(Stored data)
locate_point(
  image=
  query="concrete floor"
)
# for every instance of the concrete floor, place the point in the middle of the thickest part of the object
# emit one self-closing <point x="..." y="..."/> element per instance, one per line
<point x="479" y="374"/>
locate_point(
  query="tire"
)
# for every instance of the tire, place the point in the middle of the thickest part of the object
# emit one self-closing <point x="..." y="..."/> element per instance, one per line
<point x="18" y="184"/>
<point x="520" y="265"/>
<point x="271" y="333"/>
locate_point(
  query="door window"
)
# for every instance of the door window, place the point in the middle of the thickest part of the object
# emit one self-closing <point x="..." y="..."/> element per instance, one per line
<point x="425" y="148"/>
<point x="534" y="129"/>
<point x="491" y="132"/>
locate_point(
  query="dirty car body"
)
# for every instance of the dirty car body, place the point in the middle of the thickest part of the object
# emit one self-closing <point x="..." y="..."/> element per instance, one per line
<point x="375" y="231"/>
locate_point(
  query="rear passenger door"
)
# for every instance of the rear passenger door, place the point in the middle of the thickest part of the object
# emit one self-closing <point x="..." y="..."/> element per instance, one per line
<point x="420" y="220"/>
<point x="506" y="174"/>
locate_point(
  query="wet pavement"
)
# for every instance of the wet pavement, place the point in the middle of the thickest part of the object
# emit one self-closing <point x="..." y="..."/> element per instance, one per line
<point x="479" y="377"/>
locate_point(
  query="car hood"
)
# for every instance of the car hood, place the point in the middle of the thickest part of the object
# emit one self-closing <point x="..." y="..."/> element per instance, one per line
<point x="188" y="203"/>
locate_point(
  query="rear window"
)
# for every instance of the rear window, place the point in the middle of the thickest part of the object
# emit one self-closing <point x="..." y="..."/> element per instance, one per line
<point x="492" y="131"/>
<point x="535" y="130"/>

[Exercise requirements] Each line of the material must be restated exactly.

[Written response]
locate_point(
  image=
  query="concrete floor"
)
# for every instance of the concrete floor, place the point in the middle of the thickest part of the object
# emit one self-closing <point x="..." y="..."/> element per instance, one per line
<point x="479" y="374"/>
locate_point(
  query="tire"
)
# for every instance of the tire, place the point in the middle of the thickest part of the object
# emit one self-closing <point x="..." y="..."/> element per instance, one per line
<point x="18" y="184"/>
<point x="520" y="265"/>
<point x="271" y="333"/>
locate_point(
  query="door window"
)
# for every instance of the door window, place the point in the middle of the thickest part of the object
# emit one self-closing <point x="..." y="..."/> element per instance, one per line
<point x="425" y="148"/>
<point x="534" y="129"/>
<point x="491" y="132"/>
locate_point(
  query="dirty car body"
)
# for every instance of the dirty car body, place the point in the middle of the thickest part of the object
# emit one self-closing <point x="..." y="..."/> element per instance, one per line
<point x="375" y="231"/>
locate_point(
  query="rear passenger door"
)
# for every instance of the rear passenger door, place the point in the middle of the thickest part of the object
# emit one self-closing <point x="..." y="..."/> element per instance, one per line
<point x="420" y="220"/>
<point x="506" y="174"/>
locate_point(
  query="wet pavement"
)
# for every instance of the wet pavement, place the point in the middle of the thickest part of the object
# emit one self-closing <point x="..." y="..."/> element per instance, one per line
<point x="479" y="377"/>
locate_point(
  query="car hood"
)
# for every instance of the car hood, place the point in the middle of the thickest part of the object
# emit one self-closing <point x="..." y="..."/> element per instance, one per line
<point x="188" y="203"/>
locate_point(
  query="rear window"
)
# for every instance of the rear window, place the point in the middle of the thickest part of the object
# emit one self-closing <point x="..." y="..."/> element per instance, one per line
<point x="492" y="131"/>
<point x="535" y="130"/>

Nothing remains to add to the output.